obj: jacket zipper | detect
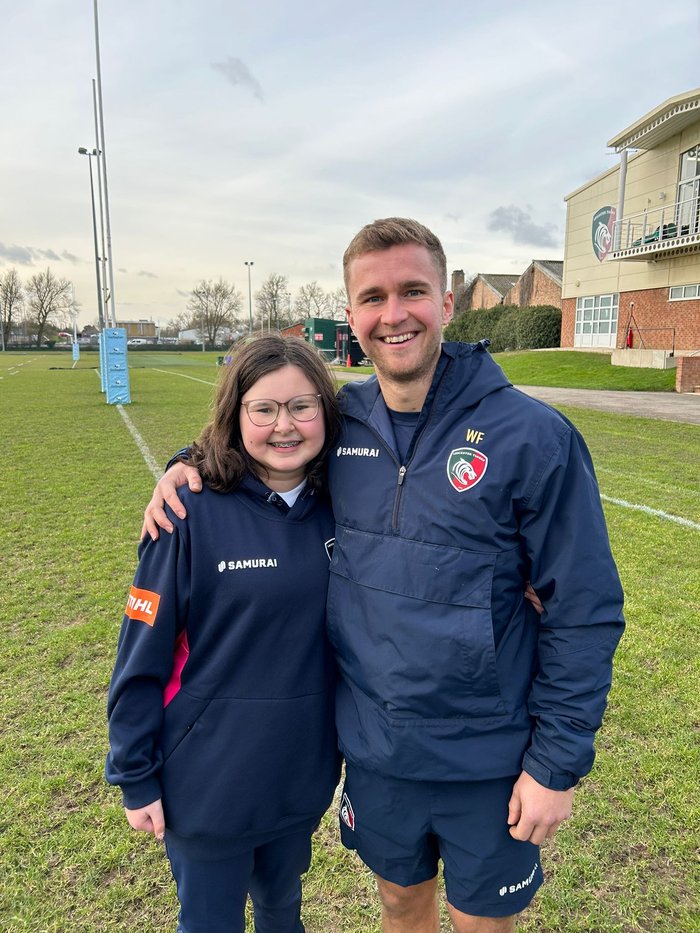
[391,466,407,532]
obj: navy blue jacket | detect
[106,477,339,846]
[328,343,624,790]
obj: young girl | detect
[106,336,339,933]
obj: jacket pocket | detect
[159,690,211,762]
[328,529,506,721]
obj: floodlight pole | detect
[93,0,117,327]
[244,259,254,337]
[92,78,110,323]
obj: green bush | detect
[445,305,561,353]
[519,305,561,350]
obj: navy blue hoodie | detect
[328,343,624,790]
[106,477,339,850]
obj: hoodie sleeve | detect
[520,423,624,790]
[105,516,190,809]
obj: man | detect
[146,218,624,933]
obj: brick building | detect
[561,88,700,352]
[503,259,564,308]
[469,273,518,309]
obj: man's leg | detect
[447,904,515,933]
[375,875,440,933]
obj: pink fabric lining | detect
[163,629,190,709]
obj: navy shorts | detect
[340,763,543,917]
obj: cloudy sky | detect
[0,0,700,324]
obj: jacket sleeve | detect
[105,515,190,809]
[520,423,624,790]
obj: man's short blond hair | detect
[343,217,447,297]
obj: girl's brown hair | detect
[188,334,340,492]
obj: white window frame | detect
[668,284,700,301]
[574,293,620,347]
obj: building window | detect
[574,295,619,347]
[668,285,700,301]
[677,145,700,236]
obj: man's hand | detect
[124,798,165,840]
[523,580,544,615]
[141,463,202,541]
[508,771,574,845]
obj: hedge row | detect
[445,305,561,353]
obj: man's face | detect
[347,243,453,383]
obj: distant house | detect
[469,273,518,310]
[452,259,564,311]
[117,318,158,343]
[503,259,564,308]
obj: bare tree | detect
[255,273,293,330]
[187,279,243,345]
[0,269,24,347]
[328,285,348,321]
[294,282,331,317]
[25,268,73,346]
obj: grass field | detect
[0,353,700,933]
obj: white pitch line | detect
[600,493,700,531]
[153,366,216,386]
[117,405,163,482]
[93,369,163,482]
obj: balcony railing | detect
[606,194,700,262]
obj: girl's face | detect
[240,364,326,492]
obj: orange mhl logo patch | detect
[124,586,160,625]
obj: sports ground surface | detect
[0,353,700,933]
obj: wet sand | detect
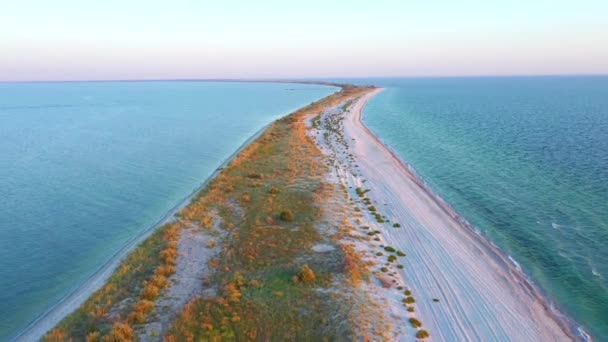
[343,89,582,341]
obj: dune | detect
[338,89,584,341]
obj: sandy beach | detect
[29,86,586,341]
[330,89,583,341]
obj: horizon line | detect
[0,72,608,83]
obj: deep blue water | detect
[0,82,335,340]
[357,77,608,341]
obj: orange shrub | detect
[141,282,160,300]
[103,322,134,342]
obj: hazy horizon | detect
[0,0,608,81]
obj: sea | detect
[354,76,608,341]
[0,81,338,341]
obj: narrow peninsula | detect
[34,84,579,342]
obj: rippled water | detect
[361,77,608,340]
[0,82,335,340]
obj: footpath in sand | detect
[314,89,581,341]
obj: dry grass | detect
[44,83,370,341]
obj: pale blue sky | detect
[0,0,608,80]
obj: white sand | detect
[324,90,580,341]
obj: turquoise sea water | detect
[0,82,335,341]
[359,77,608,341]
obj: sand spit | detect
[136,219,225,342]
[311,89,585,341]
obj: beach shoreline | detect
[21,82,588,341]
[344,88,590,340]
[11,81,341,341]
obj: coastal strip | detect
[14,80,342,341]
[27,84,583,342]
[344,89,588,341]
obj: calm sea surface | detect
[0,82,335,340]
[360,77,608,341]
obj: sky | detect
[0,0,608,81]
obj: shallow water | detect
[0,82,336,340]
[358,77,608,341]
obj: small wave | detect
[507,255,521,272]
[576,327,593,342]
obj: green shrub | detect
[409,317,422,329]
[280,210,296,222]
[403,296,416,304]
---*---
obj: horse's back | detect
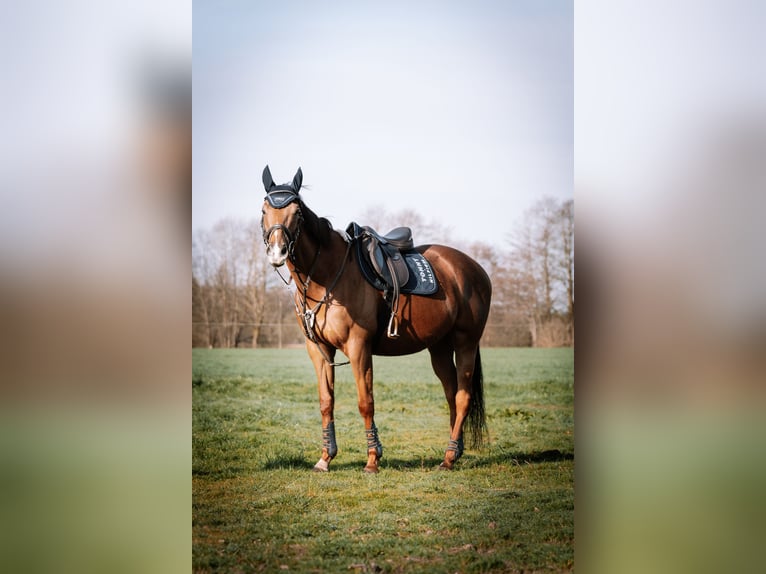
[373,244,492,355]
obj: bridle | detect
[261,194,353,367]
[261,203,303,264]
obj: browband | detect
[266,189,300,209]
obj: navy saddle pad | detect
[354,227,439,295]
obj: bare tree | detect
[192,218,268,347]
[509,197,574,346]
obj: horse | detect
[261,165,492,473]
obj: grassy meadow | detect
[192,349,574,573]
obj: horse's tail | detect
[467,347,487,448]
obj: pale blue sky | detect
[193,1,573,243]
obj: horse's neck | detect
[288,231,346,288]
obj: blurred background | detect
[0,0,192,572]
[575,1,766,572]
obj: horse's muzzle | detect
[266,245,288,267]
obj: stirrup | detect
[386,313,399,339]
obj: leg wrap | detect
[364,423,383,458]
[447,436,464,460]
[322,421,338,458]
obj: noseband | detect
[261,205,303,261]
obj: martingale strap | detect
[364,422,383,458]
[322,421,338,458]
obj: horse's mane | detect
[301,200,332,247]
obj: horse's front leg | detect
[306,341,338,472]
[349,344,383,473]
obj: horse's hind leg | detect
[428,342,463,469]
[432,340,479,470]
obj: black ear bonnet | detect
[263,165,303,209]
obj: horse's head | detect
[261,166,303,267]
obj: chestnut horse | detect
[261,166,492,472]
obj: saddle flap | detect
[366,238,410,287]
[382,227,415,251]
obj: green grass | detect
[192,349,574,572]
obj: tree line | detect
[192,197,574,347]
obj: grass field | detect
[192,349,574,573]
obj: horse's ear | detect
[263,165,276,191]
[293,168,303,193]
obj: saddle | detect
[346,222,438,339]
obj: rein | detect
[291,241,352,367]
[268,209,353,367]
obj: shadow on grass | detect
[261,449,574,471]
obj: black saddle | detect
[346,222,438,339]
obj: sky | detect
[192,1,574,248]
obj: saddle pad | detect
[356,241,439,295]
---*---
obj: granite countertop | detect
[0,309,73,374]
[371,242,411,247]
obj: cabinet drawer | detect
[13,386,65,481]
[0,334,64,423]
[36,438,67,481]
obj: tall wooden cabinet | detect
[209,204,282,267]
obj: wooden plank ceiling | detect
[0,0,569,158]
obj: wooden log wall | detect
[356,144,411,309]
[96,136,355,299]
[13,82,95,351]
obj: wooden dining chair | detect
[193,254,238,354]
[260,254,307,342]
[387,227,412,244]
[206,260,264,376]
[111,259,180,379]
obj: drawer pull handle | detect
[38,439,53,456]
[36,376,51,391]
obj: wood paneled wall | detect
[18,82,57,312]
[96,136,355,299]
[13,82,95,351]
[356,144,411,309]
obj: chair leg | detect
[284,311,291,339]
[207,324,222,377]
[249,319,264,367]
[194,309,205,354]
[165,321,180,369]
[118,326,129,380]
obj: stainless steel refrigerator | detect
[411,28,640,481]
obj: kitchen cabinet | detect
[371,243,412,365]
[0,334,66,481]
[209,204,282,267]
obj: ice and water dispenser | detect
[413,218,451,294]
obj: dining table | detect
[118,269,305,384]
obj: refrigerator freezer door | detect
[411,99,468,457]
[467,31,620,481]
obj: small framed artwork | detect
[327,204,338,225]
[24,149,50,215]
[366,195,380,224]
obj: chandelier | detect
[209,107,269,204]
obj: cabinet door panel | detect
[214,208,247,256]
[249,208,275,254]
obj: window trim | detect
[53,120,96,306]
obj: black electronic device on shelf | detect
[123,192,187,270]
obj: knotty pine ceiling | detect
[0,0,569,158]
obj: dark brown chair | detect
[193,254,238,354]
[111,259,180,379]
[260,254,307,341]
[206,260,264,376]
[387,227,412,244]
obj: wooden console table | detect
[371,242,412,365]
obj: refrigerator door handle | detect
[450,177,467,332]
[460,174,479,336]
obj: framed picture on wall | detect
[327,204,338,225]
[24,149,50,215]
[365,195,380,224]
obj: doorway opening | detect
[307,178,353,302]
---*---
Consegna -> Estrai e riporta invariate le righe dell'elenco nel tratto che va dalla riga contenente "obj: jacket zipper | detect" fino alla riga contenente "[508,771,574,845]", entrambe incluse. Escludi le immagini dalla risposta.

Risposta svolta ->
obj: jacket zipper | detect
[391,466,407,532]
obj: navy blue jacket | detect
[106,477,339,846]
[328,343,624,790]
obj: young girl | detect
[106,336,339,933]
obj: jacket pocket | detect
[159,690,211,762]
[328,529,506,721]
obj: floodlight pole | detect
[93,0,117,327]
[244,259,254,337]
[92,78,110,323]
obj: green bush | detect
[445,305,561,353]
[519,305,561,350]
obj: navy blue hoodie | detect
[328,343,624,790]
[106,477,339,850]
obj: hoodie sleeve | detect
[520,423,624,790]
[105,516,190,809]
obj: man | detect
[146,218,624,933]
obj: brick building | detect
[561,88,700,352]
[503,259,564,308]
[469,273,518,309]
obj: man's leg | detect
[447,904,515,933]
[375,875,440,933]
obj: pink fabric lining | detect
[163,629,190,709]
obj: navy shorts | detect
[340,763,543,917]
obj: cloudy sky | detect
[0,0,700,324]
obj: jacket sleeve | detect
[105,515,190,809]
[520,423,624,790]
obj: man's short blond hair | detect
[343,217,447,297]
obj: girl's brown hair | detect
[188,334,340,492]
obj: white window frame | detect
[668,284,700,301]
[574,293,620,347]
obj: building window | detect
[574,295,619,347]
[668,285,700,301]
[677,145,700,236]
obj: man's hand | detect
[124,798,165,840]
[523,580,544,615]
[141,463,202,541]
[508,771,574,845]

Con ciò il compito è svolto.